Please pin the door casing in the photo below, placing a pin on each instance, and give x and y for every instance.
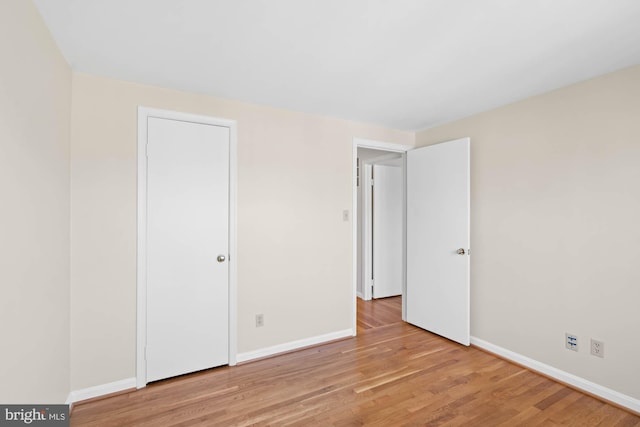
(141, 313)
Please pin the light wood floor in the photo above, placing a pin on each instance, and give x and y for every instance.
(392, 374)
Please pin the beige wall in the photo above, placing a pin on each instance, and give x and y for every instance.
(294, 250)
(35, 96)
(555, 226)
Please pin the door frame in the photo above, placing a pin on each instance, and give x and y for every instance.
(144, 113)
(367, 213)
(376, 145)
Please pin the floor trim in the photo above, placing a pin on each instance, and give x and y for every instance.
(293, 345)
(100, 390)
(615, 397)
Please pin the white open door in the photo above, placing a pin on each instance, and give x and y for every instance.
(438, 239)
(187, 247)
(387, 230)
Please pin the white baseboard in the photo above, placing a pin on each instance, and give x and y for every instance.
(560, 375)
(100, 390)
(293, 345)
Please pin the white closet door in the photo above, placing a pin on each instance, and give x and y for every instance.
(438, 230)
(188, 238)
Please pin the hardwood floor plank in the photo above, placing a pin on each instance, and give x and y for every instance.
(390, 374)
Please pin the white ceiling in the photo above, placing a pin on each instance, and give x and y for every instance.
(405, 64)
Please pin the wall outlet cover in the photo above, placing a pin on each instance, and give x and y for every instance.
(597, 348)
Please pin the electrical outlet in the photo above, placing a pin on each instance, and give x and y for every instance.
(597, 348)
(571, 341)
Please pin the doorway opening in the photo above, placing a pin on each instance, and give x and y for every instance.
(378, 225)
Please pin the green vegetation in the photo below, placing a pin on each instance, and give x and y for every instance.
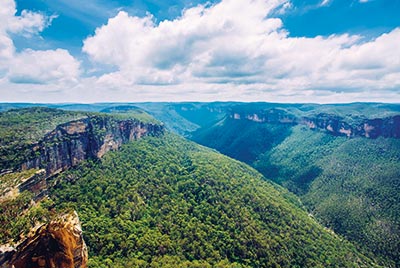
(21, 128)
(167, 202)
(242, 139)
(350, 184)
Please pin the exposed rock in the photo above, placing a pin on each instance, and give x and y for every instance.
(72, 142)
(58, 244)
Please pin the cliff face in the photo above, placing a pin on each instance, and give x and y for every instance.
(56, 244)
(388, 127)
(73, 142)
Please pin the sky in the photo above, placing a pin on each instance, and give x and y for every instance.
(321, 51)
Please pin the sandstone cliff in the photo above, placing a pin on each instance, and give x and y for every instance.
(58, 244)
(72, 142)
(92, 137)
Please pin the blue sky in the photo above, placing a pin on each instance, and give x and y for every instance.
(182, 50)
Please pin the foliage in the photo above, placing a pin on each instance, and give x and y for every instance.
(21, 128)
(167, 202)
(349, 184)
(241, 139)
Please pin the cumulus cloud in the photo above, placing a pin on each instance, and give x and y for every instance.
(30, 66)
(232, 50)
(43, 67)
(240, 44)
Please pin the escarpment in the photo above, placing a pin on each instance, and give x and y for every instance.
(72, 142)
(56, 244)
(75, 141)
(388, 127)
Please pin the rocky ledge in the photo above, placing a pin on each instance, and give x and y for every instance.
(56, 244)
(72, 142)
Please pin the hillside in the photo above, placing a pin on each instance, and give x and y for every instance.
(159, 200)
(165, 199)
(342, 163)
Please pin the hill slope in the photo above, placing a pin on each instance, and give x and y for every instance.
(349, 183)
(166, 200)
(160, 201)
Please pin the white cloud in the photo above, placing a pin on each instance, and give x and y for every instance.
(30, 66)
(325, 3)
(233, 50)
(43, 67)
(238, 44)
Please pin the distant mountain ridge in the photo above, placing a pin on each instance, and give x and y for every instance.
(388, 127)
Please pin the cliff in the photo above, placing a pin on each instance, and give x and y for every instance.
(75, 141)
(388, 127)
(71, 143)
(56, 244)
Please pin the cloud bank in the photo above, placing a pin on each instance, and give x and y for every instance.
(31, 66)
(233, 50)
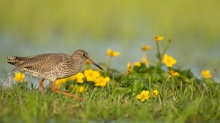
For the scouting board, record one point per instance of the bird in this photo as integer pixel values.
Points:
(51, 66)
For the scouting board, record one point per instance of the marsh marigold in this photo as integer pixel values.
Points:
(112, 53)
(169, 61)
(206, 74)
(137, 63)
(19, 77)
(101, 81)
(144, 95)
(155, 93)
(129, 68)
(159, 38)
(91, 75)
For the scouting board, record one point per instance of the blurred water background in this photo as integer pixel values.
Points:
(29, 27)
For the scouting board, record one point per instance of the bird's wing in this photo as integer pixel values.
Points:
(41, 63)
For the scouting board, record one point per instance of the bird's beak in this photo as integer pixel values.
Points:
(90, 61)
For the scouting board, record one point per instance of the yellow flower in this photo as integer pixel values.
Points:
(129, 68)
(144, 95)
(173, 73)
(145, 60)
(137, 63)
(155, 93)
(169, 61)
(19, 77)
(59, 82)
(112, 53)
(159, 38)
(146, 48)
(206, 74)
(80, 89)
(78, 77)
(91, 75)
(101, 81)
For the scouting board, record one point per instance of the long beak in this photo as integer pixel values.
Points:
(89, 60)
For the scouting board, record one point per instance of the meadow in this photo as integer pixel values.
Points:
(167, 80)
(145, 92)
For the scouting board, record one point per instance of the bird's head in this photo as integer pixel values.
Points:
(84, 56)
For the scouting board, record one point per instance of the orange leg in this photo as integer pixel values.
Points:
◆ ◆ ◆ ◆ ◆ ◆ ◆
Retype the line containing "the bird's beak" and all the lines after it, ending with the final line of the material, exactly.

For the scouting board, record one point per instance of the bird's beak in this photo as integer pixel values.
Points:
(90, 61)
For the scouting board, record one point per instance of the yellow flower in this photo as integer pixel values.
Points:
(129, 68)
(144, 95)
(173, 73)
(145, 60)
(137, 63)
(155, 93)
(169, 61)
(19, 77)
(59, 82)
(112, 53)
(159, 38)
(146, 48)
(206, 74)
(80, 89)
(78, 77)
(91, 75)
(101, 81)
For the scouting board, record one point per instance of the long beak in this photo as integer pixel values.
Points:
(89, 60)
For the scouting board, record one point per instance of the meadow in this photo as integer pixel values.
Points:
(167, 80)
(145, 92)
For the scouting board, record one point per instance of the bird's head in this photo as integer pixel values.
Points:
(84, 56)
For the scouting board, record one point per instance of the orange leg in this photo as integer pixel values.
Points:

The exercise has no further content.